* _TASK OBJECTIVE_
Could you turn the items below into a numbered list, skipping any blank lines and leaving the pictures out of your answer?

* _INPUT ROWS_
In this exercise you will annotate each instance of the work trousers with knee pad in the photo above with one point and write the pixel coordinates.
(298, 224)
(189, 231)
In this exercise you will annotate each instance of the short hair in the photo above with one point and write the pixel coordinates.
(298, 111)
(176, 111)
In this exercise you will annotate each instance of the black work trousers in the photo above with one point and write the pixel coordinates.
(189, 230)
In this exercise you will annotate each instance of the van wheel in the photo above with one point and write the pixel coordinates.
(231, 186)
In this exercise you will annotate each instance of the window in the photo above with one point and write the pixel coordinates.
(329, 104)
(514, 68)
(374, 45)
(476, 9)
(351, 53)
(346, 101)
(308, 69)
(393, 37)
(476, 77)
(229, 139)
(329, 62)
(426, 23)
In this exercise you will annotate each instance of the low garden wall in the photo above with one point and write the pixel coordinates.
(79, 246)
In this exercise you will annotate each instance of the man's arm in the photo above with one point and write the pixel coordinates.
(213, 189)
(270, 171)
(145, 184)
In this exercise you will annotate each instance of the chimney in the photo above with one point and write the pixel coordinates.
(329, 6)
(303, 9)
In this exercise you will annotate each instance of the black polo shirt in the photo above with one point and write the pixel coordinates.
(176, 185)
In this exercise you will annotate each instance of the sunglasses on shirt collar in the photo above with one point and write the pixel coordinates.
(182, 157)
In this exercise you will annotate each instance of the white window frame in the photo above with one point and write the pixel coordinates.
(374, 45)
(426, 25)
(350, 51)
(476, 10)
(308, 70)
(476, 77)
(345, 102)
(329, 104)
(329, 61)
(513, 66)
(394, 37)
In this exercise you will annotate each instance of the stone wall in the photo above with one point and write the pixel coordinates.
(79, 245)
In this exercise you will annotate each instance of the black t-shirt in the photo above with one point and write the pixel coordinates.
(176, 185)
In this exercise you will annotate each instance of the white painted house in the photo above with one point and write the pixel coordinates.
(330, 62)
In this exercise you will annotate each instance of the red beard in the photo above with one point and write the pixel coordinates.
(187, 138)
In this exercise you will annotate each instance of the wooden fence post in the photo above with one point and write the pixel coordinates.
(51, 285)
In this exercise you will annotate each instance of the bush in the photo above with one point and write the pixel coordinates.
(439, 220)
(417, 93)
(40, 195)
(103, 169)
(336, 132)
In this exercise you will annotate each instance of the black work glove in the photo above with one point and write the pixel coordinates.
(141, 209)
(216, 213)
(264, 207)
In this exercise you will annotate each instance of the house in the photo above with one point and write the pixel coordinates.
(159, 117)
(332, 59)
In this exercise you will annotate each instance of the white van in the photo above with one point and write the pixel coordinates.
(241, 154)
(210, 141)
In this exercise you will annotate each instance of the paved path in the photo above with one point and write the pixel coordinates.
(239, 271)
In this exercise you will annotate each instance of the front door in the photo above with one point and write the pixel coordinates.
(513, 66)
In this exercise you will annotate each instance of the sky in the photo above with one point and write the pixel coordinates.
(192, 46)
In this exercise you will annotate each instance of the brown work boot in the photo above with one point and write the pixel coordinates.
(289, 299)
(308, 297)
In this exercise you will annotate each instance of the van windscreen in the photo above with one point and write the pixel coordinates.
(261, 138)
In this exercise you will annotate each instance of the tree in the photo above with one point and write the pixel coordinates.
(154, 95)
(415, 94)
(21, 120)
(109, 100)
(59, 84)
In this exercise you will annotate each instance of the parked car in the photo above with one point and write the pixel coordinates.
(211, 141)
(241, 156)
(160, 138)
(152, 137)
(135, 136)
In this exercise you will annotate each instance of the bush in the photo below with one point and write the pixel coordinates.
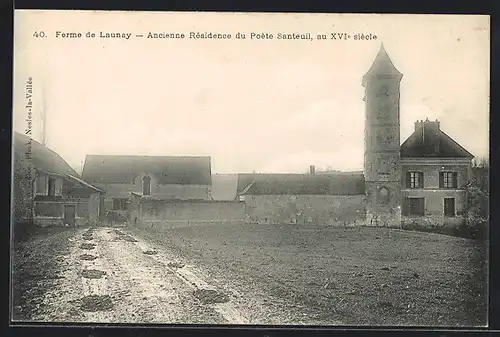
(476, 211)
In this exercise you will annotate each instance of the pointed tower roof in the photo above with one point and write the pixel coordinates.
(382, 67)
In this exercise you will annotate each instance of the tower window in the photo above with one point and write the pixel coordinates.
(448, 180)
(414, 179)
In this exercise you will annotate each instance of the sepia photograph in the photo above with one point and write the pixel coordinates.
(286, 169)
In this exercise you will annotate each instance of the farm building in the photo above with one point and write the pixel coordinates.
(331, 198)
(137, 182)
(422, 180)
(47, 191)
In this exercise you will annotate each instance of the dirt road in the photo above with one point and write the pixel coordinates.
(226, 274)
(108, 276)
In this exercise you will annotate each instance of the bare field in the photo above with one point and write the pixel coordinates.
(356, 276)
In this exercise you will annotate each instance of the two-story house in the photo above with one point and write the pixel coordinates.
(435, 172)
(126, 179)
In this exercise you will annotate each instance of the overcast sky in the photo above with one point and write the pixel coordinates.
(268, 106)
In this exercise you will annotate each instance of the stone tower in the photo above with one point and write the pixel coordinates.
(382, 166)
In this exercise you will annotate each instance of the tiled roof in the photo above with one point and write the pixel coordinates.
(224, 186)
(345, 183)
(382, 66)
(427, 142)
(168, 170)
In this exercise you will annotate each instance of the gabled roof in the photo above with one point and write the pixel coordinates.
(344, 183)
(382, 66)
(41, 158)
(415, 146)
(224, 186)
(168, 170)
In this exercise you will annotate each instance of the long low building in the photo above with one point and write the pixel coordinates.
(46, 190)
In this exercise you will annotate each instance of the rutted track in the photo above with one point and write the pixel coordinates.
(114, 278)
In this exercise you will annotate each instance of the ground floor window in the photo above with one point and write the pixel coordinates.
(449, 206)
(119, 204)
(414, 207)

* _REPLY TO THE EXERCISE_
1. In this exercise you will annotate each instance of the work trousers with knee pad in the photo above with one point and write the pixel coordinates.
2. (298, 224)
3. (189, 231)
4. In this exercise you will annotate each instance of the short hair in the photo above with one point and write the pixel coordinates.
5. (298, 111)
6. (176, 111)
7. In this exercise you will annotate each instance of the black work trousers in the photo above with one point and write the pixel coordinates.
8. (189, 230)
9. In this exercise you will annotate each instance of the van wheel in the photo above with one point and write the pixel coordinates.
10. (231, 186)
11. In this exercise you will annotate each instance of the window in the photo above with one point and write the pixel coordinates.
12. (329, 104)
13. (514, 68)
14. (374, 45)
15. (476, 9)
16. (351, 53)
17. (346, 101)
18. (308, 69)
19. (393, 37)
20. (476, 77)
21. (229, 139)
22. (329, 62)
23. (426, 23)
24. In this exercise you will annotate each instance of the low garden wall in the photo above with one point and write the pixel coordinates.
25. (79, 246)
26. In this exercise you will annotate each instance of the man's arm in the photo above with one point and write the pixel coordinates.
27. (213, 189)
28. (270, 171)
29. (145, 184)
30. In this exercise you will annotate each instance of the chimney in the photo above with one point and write the pixel coordinates.
31. (329, 6)
32. (303, 9)
33. In this exercise you will annotate each instance of the black polo shirt in the photo above with one point and write the pixel coordinates.
34. (176, 185)
35. In this exercise you will annotate each instance of the sunglasses on shirt collar in the photo above with one point and write the pixel coordinates.
36. (182, 157)
37. In this exercise you will annotate each instance of the white window frame in the photo above with one point and write the pixel coordinates.
38. (374, 45)
39. (426, 25)
40. (350, 51)
41. (476, 10)
42. (308, 70)
43. (476, 77)
44. (345, 102)
45. (329, 104)
46. (329, 61)
47. (513, 66)
48. (394, 37)
49. In this exercise you will annotate each instance of the stone wall in the photo above with one point and write the pixel coordinates.
50. (79, 245)
51. In this exercise you will annotate each instance of the black t-shirt in the photo above with one point and write the pixel coordinates.
52. (176, 185)
53. In this exercise you will annotate each instance of the white painted house in the photo above with one point and write the pixel coordinates.
54. (330, 62)
55. In this exercise you will annotate each instance of the red beard in the photo above with one point and write the pixel coordinates.
56. (187, 138)
57. In this exercise you will annotate each instance of the wooden fence post in the photo above with one point and write the pixel coordinates.
58. (51, 285)
59. In this exercise you will annotate each instance of the bush in the photo above with one point and write the pixel coordinates.
60. (439, 220)
61. (417, 93)
62. (40, 195)
63. (103, 169)
64. (336, 132)
65. In this exercise you will annotate each instance of the black work glove in the photo above with one point and write the pixel coordinates.
66. (141, 209)
67. (216, 213)
68. (264, 207)
69. In this exercise you will annotate each instance of the house in the photo above with one point and write the pixel coordinates.
70. (159, 117)
71. (332, 59)
72. In this exercise you will annotate each instance of the white van in the photo above with one point and write the pixel coordinates.
73. (241, 154)
74. (210, 141)
75. In this exercise you will annotate each instance of the paved path in the photo above with one point and write the pixel coordinates.
76. (239, 271)
77. In this exercise you will annotate each instance of the front door in the photo above with one point and write the pixel coordinates.
78. (513, 66)
79. In this exercise you will annotate each instance of the sky in the photo above with one point and write the pixel coordinates.
80. (192, 46)
81. In this exercise you will annotate each instance of the brown work boot in the photo above with one point and write the pixel coordinates.
82. (289, 299)
83. (308, 297)
84. In this exercise you will annotate each instance of the van windscreen in the photo above with one point and write the pixel coordinates.
85. (261, 138)
86. In this exercise you will annotate each instance of the tree in the photo above with one point and write the pixel coordinates.
87. (154, 95)
88. (415, 94)
89. (21, 120)
90. (109, 100)
91. (59, 84)
92. In this exercise you will annotate each instance of the parked car in the photo above with one point and write the pixel coordinates.
93. (211, 141)
94. (241, 156)
95. (160, 138)
96. (152, 137)
97. (135, 136)
98. In this exercise you will annotate each instance of the bush in the photo below with one point and write the pixel coordinates.
99. (476, 211)
100. In this exercise you will annotate each instance of the pointed tower roof in the photo above with one point and write the pixel coordinates.
101. (382, 67)
102. In this exercise you will annotate each instance of the tower window in the photo above with one point and write the pixel coordinates.
103. (448, 180)
104. (414, 179)
105. In this exercise you will annotate each instance of the sepia photograph in the photo above with one point and write the pixel coordinates.
106. (286, 169)
107. In this exercise you will annotate each instance of the farm building in the photo above with one point and write the pixel coordinates.
108. (331, 198)
109. (137, 182)
110. (422, 180)
111. (47, 191)
112. In this exercise you will annotate each instance of the dirt road in the photo above with one point and write the pixel coordinates.
113. (226, 274)
114. (108, 276)
115. In this exercise you will annotate each instance of the bare field in the photo above with one point and write the pixel coordinates.
116. (356, 276)
117. In this exercise you will annotate each instance of the two-story house in the photo above with one point and write the pixel coordinates.
118. (435, 172)
119. (126, 179)
120. In this exercise you will annotate each instance of the overcast sky in the photo above with one point and write the pixel coordinates.
121. (268, 106)
122. In this exercise you will annotate each instance of the stone tower in the photo above with one point and write the pixel coordinates.
123. (382, 166)
124. In this exercise you will annotate each instance of the tiled roof in the photo above with one point and write the pixel coordinates.
125. (224, 186)
126. (345, 183)
127. (382, 66)
128. (427, 142)
129. (168, 170)
130. In this exercise you will annotate each instance of the gabled roof in the photo above with one point and write the pixel coordinates.
131. (344, 183)
132. (382, 66)
133. (41, 158)
134. (415, 146)
135. (224, 186)
136. (168, 170)
137. In this exercise you will annotate each instance of the long low building in the photo above with one point and write the pixel coordinates.
138. (46, 190)
139. In this exercise you will annotate each instance of the rutted track in the photo above with one point and write the pixel coordinates.
140. (114, 278)
141. In this exercise you will annotate each instance of the ground floor window in the photo above with one point and write the pixel coordinates.
142. (449, 206)
143. (119, 204)
144. (414, 207)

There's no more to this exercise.